[Dataset excerpts]
=-=-=

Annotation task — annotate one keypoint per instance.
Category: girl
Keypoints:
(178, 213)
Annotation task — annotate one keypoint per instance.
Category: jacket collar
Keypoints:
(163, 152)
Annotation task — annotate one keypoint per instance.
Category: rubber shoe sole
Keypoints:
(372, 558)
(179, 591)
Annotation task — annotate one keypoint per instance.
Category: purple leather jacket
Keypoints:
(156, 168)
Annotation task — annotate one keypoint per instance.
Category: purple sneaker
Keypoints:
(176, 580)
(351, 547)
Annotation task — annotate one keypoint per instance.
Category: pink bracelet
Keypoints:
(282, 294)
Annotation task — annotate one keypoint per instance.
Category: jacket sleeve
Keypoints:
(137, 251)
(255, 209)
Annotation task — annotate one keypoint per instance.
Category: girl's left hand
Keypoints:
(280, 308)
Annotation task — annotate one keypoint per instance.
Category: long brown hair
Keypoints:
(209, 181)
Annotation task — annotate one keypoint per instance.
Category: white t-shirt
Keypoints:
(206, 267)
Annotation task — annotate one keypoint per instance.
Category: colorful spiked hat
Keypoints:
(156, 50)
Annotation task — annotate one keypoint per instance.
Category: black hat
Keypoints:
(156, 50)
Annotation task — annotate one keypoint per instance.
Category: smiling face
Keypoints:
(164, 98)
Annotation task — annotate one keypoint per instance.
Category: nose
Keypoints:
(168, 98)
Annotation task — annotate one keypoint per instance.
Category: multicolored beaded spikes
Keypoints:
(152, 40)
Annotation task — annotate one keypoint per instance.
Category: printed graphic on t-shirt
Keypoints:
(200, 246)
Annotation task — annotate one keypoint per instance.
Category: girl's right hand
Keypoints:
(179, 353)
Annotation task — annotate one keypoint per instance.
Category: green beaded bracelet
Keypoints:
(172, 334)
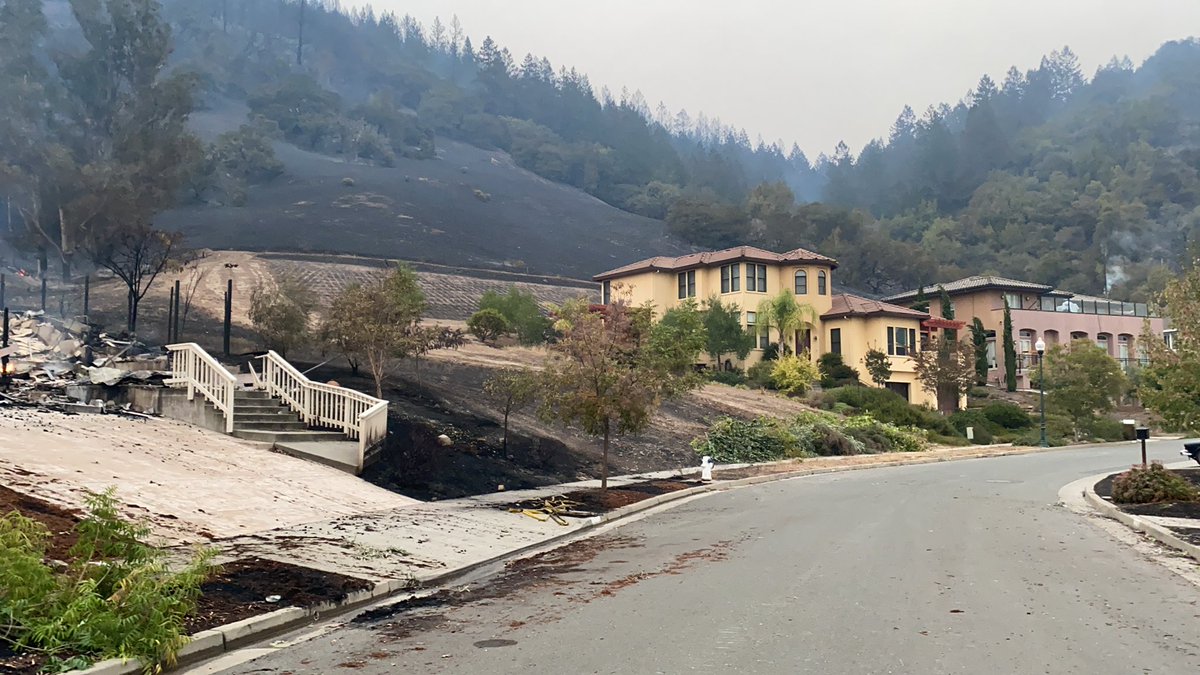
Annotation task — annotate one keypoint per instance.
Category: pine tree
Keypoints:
(979, 339)
(1009, 351)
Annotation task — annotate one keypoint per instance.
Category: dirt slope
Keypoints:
(424, 210)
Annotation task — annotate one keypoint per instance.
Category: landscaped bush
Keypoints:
(1008, 416)
(759, 375)
(976, 419)
(1150, 485)
(731, 377)
(793, 375)
(888, 406)
(732, 441)
(1107, 429)
(114, 598)
(834, 371)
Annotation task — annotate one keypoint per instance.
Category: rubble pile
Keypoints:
(46, 356)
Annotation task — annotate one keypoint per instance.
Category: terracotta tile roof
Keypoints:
(708, 258)
(972, 284)
(844, 304)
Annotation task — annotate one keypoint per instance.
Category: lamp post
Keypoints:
(1041, 346)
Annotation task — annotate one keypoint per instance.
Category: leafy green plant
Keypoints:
(115, 598)
(487, 324)
(1007, 416)
(834, 371)
(731, 440)
(793, 375)
(1151, 485)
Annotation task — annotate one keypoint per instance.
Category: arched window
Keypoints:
(802, 282)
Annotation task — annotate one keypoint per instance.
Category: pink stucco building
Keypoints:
(1041, 311)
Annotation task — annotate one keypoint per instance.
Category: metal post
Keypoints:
(228, 315)
(4, 344)
(171, 312)
(175, 324)
(1042, 395)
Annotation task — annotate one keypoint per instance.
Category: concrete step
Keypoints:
(259, 408)
(282, 414)
(287, 436)
(277, 425)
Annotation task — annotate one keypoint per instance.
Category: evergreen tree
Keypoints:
(979, 340)
(1009, 351)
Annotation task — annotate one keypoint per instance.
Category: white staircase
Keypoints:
(324, 423)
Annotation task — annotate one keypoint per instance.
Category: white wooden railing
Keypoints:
(354, 413)
(193, 368)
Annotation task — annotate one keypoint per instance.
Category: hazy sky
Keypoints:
(811, 71)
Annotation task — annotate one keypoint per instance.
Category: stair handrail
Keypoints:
(357, 414)
(196, 369)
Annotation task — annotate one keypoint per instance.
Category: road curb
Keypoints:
(1135, 523)
(235, 635)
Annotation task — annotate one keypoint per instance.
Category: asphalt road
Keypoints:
(958, 567)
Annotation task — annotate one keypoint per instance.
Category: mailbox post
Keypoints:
(1143, 435)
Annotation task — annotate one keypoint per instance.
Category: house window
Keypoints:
(756, 278)
(761, 339)
(901, 341)
(688, 284)
(1025, 342)
(731, 278)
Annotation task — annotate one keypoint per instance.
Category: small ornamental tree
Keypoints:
(1009, 350)
(281, 312)
(1081, 382)
(879, 366)
(979, 341)
(379, 322)
(946, 368)
(513, 389)
(1170, 384)
(724, 332)
(611, 370)
(487, 324)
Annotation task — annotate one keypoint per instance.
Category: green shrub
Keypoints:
(834, 371)
(1151, 485)
(731, 377)
(522, 311)
(975, 418)
(888, 406)
(487, 324)
(1008, 416)
(759, 375)
(1107, 429)
(793, 375)
(731, 440)
(114, 598)
(826, 440)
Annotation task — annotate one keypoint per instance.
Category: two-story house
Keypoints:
(1041, 311)
(743, 276)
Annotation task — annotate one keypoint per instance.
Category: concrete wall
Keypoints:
(154, 400)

=-=-=

[Work to be completed]
For every line above that includes the string "house", copy the line.

[Task result]
Category: house window
Category: two-story house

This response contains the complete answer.